WORK TO BE COMPLETED> Reproduce all of the lines below word for word, changing nothing.

Point labeling lines>
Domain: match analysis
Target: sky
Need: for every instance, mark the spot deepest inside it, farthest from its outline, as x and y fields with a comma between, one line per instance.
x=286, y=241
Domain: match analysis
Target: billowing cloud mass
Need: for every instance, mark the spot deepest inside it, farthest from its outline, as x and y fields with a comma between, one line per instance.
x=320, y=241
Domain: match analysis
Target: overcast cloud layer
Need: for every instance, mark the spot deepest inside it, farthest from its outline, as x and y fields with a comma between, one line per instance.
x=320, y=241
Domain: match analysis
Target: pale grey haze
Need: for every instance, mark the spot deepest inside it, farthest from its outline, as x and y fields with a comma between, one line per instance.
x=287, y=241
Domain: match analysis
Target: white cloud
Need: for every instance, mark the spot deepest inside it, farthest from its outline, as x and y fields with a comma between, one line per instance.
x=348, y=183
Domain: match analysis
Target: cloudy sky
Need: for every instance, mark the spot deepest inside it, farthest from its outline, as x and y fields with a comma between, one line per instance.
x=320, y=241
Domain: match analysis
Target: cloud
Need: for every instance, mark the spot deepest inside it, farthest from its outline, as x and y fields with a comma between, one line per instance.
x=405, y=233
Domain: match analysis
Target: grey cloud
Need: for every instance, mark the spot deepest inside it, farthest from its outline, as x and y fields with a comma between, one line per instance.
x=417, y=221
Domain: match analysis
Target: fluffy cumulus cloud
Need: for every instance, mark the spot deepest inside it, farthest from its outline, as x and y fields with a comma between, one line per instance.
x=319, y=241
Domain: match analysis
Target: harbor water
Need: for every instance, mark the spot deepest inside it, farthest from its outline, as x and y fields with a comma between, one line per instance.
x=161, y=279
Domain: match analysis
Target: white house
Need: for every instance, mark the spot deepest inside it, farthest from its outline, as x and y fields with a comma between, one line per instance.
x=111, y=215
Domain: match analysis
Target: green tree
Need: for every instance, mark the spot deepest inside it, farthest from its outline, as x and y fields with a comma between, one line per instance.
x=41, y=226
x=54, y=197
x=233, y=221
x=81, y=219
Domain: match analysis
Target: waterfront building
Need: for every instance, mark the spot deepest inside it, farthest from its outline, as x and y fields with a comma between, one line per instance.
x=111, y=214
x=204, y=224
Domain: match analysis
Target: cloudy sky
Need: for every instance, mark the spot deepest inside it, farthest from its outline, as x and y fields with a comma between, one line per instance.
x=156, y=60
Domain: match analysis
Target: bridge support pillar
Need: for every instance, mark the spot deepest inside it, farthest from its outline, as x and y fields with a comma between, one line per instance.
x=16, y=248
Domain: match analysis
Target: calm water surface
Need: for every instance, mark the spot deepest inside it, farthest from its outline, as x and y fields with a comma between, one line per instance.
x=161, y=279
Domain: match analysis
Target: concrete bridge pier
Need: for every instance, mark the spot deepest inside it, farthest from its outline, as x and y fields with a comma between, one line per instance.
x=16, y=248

COMPLETE OUTPUT>
Domain: match analysis
Target: sky
Need: for every instance, mark the spot deepest inside it, farthest from its outline, as x and y fields with a comma between, one line per instance.
x=286, y=241
Domain: match analysis
Target: billowing cloud mass
Need: for every instance, mark the spot deepest inside it, farthest from its outline, as x and y fields with a comma between, one line per instance.
x=320, y=241
Domain: match analysis
Target: overcast cloud layer
Need: for every instance, mark the spot deepest inside it, farthest from its outline, as x and y fields with a comma between, one line per instance.
x=320, y=241
Domain: match analysis
Target: pale grey haze
Need: for every instance, mark the spot deepest inside it, farthest from its outline, as x and y fields with a comma between, one line per instance.
x=287, y=241
Domain: match analysis
Target: white cloud
Need: for every instance, mark the spot deepest inside it, farthest from its outline, as x and y fields with a comma between, one line per instance.
x=348, y=183
Domain: match analysis
Target: cloudy sky
Need: for every instance, mark the spot deepest inside it, farthest from its outline, as x and y fields with a comma between, one line per instance.
x=320, y=241
Domain: match analysis
Target: cloud
Need: for every instance, mark the spot deepest inside it, farthest from its outline, as x and y fields with a comma between, one line per instance.
x=405, y=233
Domain: match analysis
Target: grey cloud
Need: for every instance, mark the spot deepest inside it, farthest from its outline, as x and y fields with a comma between, one line per instance.
x=417, y=221
Domain: match analysis
Target: fluffy cumulus cloud
Need: for every instance, mark the spot deepest inside it, farthest from its outline, as x and y fields with a comma between, one line per instance.
x=319, y=241
Domain: match analysis
Target: harbor water
Need: for every instance, mark the spot deepest inside it, farthest from its outline, as x and y fields with a comma between, one line per instance.
x=161, y=279
Domain: match analysis
Target: white house
Need: for every instance, mark the spot deepest inside it, farthest from its outline, as x and y fields with a comma between, one line per instance.
x=111, y=215
Domain: match analysis
Target: green tree
Need: for every instance, mark the spot deepest inside it, farthest from its outline, as x and y fields with a comma between, one line per instance.
x=41, y=226
x=54, y=197
x=233, y=221
x=81, y=219
Domain: match analysis
Target: waterfront building
Need: for every instance, mark the spot deepest inside it, farthest from its outline, as x and y fields with a comma between, one line per instance.
x=111, y=214
x=204, y=224
Domain: match analysis
Target: cloudy sky
Need: for every instance, mark the spot deepest inside it, farthest from its outline, as x and y fields with a comma between, one line per instance.
x=156, y=60
Domain: match analysis
Target: bridge support pillar
Need: for every instance, mark the spot deepest inside it, farthest from its outline, as x and y fields with a comma between, one line per instance.
x=16, y=248
Domain: match analysis
Target: calm water surface
Need: for every instance, mark the spot deepest inside it, farthest from its outline, as x and y fields with a comma between, one line per instance.
x=161, y=279
Domain: match analysis
Target: concrete bridge pier
Need: for every instance, mark the spot deepest inside it, farthest from its outline, as x and y fields with a comma between, one line per instance.
x=16, y=248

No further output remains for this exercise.